- **AIM**
Pull out every line below that contains the string "cabin", treating uppercase and lowercase letters as different.

- **THE INPUT**

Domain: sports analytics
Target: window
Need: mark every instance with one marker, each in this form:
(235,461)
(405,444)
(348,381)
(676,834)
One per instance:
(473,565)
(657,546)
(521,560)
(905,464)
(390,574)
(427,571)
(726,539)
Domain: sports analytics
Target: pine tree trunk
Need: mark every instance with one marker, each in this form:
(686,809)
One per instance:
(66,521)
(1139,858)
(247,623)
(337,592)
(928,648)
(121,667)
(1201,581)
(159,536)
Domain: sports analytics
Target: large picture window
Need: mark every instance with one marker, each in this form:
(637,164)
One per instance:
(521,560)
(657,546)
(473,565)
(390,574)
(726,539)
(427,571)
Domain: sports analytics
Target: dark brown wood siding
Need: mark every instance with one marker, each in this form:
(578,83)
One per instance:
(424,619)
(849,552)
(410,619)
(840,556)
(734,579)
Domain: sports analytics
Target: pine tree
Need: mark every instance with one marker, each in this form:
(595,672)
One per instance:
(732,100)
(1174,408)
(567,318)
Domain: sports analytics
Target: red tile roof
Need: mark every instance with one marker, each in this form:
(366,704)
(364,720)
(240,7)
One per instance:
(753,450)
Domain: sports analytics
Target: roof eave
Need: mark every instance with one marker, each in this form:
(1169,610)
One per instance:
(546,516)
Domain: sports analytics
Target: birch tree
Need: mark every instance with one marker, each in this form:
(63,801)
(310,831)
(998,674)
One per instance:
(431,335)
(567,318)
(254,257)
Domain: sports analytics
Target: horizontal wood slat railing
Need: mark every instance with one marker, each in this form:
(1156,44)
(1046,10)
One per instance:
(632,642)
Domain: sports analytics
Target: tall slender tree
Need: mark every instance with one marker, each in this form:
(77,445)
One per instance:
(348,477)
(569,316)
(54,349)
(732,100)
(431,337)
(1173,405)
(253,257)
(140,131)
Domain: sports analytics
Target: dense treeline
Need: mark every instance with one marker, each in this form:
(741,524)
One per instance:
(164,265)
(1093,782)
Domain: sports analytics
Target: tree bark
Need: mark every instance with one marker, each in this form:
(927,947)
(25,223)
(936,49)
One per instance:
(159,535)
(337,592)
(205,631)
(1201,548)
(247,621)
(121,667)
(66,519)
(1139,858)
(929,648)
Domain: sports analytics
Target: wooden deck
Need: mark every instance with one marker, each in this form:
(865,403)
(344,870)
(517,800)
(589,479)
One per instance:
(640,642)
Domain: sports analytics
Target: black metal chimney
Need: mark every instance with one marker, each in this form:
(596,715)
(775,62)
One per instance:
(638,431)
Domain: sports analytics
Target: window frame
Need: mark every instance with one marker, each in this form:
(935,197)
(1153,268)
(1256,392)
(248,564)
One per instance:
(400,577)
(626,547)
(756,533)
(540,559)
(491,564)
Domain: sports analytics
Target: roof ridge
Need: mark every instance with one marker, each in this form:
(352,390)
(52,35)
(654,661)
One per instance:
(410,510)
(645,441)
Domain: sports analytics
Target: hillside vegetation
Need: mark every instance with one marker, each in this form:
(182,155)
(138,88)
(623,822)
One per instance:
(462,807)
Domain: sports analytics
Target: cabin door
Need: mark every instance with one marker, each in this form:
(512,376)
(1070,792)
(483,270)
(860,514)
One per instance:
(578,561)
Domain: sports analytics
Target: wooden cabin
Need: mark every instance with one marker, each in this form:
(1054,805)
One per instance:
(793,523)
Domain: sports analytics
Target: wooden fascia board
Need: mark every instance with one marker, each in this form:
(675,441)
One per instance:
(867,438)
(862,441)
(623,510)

- **OUTPUT OF THE EXERCISE**
Target: cabin door
Target: wooden cabin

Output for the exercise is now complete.